--- Entries ---
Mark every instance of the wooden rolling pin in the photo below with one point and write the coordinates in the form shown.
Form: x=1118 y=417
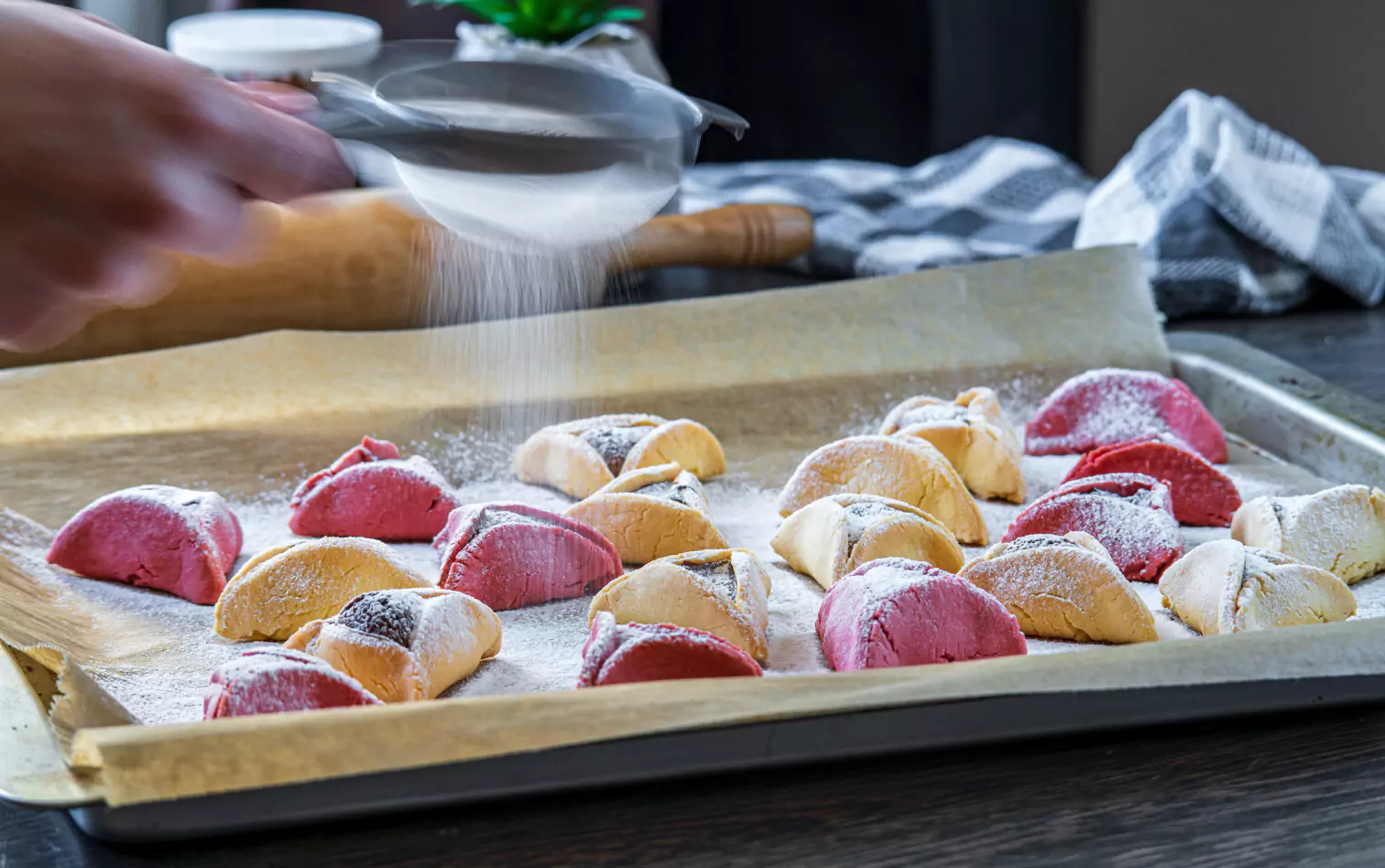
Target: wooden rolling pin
x=354 y=264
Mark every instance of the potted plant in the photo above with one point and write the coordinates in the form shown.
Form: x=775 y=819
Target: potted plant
x=595 y=31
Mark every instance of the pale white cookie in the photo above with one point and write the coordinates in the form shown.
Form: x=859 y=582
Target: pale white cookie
x=649 y=514
x=834 y=535
x=725 y=592
x=405 y=646
x=1225 y=587
x=902 y=468
x=973 y=432
x=1341 y=529
x=581 y=457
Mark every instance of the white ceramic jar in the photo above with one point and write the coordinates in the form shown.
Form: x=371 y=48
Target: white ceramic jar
x=275 y=45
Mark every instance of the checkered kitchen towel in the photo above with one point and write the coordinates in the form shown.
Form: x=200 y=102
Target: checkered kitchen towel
x=1230 y=215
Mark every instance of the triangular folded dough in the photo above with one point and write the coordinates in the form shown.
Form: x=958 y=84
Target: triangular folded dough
x=581 y=457
x=1129 y=514
x=834 y=535
x=1341 y=529
x=1225 y=587
x=900 y=468
x=651 y=514
x=370 y=492
x=1114 y=405
x=973 y=433
x=511 y=556
x=625 y=654
x=270 y=680
x=154 y=536
x=284 y=587
x=724 y=592
x=897 y=613
x=1063 y=587
x=405 y=646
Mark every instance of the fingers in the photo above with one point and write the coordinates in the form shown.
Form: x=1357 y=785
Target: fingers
x=276 y=157
x=38 y=319
x=280 y=97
---
**To be done:**
Reproduce all of the lines above word for word, leaving out the picture.

**Solution to this problem:**
Mark every instance of the wooden rolling pin in the photo below with one point and write the coordinates in the form shown.
Form: x=1118 y=417
Target: wooden rolling pin
x=354 y=264
Mark every instance of the potted plant in the photo above with one point and write the coordinates in the form shown.
Form: x=775 y=819
Target: potted plant
x=595 y=31
Mark every instance of the pale white cookie in the photo above with one point and write the coordinates in the form shown.
Form: x=859 y=582
Target: pale white cookie
x=649 y=514
x=834 y=535
x=725 y=592
x=405 y=646
x=1225 y=587
x=902 y=468
x=973 y=432
x=1341 y=529
x=581 y=457
Mark every instance of the white ceramic jar in the photo above with one point and write the coordinates in the form shown.
Form: x=371 y=48
Target: white ceramic jar
x=275 y=45
Mark every instance of the checkered kitchen towel in the photo above with one point and write the coordinates in the form shown.
Form: x=200 y=102
Target: checkered kitchen towel
x=1230 y=215
Mark every instance of the triangular folded dough in the photo above with one point and write the coordinates in the form shown.
Form: x=958 y=84
Target: triangular folded dough
x=581 y=457
x=1129 y=514
x=834 y=535
x=1341 y=529
x=1225 y=587
x=900 y=468
x=651 y=514
x=370 y=492
x=1114 y=405
x=973 y=433
x=511 y=556
x=625 y=654
x=270 y=680
x=154 y=536
x=284 y=587
x=724 y=592
x=897 y=613
x=1063 y=587
x=405 y=646
Mark every instance of the fingers in the photo above with one point and write the coordinates in the form shown.
Form: x=1357 y=785
Target: fingers
x=276 y=157
x=38 y=319
x=280 y=97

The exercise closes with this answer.